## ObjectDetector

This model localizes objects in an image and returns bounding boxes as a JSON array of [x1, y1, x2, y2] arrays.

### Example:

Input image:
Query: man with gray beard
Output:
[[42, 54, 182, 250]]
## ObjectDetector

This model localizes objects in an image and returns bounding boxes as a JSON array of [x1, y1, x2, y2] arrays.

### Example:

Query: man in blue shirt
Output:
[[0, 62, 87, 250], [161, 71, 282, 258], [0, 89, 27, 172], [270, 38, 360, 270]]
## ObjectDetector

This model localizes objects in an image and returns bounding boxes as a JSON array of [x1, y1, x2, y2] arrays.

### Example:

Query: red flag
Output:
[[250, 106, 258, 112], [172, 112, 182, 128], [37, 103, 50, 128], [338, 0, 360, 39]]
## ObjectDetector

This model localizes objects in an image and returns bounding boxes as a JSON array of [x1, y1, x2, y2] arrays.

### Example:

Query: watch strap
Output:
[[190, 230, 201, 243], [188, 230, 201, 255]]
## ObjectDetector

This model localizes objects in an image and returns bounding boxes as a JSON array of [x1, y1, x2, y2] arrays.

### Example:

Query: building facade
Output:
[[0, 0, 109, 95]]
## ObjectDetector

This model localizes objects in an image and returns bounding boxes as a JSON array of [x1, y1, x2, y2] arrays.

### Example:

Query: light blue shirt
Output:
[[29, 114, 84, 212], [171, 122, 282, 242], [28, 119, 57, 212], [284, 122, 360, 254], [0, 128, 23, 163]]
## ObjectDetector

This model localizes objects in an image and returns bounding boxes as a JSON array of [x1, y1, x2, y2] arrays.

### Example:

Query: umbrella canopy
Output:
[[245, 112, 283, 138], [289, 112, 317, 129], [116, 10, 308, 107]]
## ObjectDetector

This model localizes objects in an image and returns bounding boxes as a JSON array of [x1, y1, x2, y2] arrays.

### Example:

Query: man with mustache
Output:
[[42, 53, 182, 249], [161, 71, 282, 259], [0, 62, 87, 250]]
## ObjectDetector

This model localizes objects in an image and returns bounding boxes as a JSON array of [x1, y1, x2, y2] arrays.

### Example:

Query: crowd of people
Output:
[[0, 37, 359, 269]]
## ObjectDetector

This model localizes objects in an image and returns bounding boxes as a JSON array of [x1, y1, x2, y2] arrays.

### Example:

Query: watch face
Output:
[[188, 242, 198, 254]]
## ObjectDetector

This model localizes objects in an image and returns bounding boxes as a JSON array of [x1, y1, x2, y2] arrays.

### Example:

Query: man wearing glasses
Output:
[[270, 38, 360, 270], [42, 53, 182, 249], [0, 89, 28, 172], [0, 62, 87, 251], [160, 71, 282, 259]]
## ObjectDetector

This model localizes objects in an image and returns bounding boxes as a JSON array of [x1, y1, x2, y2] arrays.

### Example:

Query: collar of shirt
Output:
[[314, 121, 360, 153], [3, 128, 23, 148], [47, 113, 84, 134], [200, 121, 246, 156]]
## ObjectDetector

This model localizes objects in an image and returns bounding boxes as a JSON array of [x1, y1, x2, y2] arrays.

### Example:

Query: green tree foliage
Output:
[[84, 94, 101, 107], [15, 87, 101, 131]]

TASK: Only the lines from the one with "Query: crowd of people" through the final line above belong in the answer, each reproduced word for word.

ANSWER FOR THIS EXERCISE:
Query: crowd of people
Output:
[[0, 37, 359, 269]]
## ObjectDetector

This model localizes objects in an image and returns bounding boxes as a JSON array of [x1, y1, x2, y2] arrays.

### Example:

Query: watch face
Output:
[[188, 242, 198, 254]]
## ObjectDetector

This model localizes objects in an image and returns bounding boxes as a JSON array of [x1, y1, x2, y2] arrays.

### Example:

Query: man wearing glasses
Output:
[[270, 38, 360, 270], [42, 53, 182, 249], [0, 89, 28, 172], [0, 62, 87, 251], [160, 71, 282, 259]]
## ObjectDetector

This model localizes objects in an image and returns bounding boxes as a JSON array of [x1, y1, x2, y2] arrays.

### Example:

Query: collar of shirt
Output:
[[314, 121, 360, 153], [3, 128, 23, 148], [47, 113, 84, 134], [200, 121, 246, 156]]
## ObjectDetector

This model localizes objects in an image and returns bounding boxes as a JSON array of [x1, y1, x2, y2] arrays.

### Example:

Query: green tree foliage
Output:
[[84, 94, 101, 107], [15, 87, 101, 131]]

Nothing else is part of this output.